"""

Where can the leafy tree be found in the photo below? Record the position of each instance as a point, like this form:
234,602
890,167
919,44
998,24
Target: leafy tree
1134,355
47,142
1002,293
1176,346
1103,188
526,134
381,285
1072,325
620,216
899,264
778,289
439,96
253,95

"""

== Task goal ==
Retype all of the records above without a single alteration.

== Answer box ==
Where can the leafy tree be found in the photo below? Record the position of each instance as a point, like this form:
234,602
890,167
919,44
998,24
Target: leafy tree
1134,355
47,142
1002,293
1176,346
1103,188
526,134
381,285
1072,325
620,216
899,264
778,289
439,96
253,95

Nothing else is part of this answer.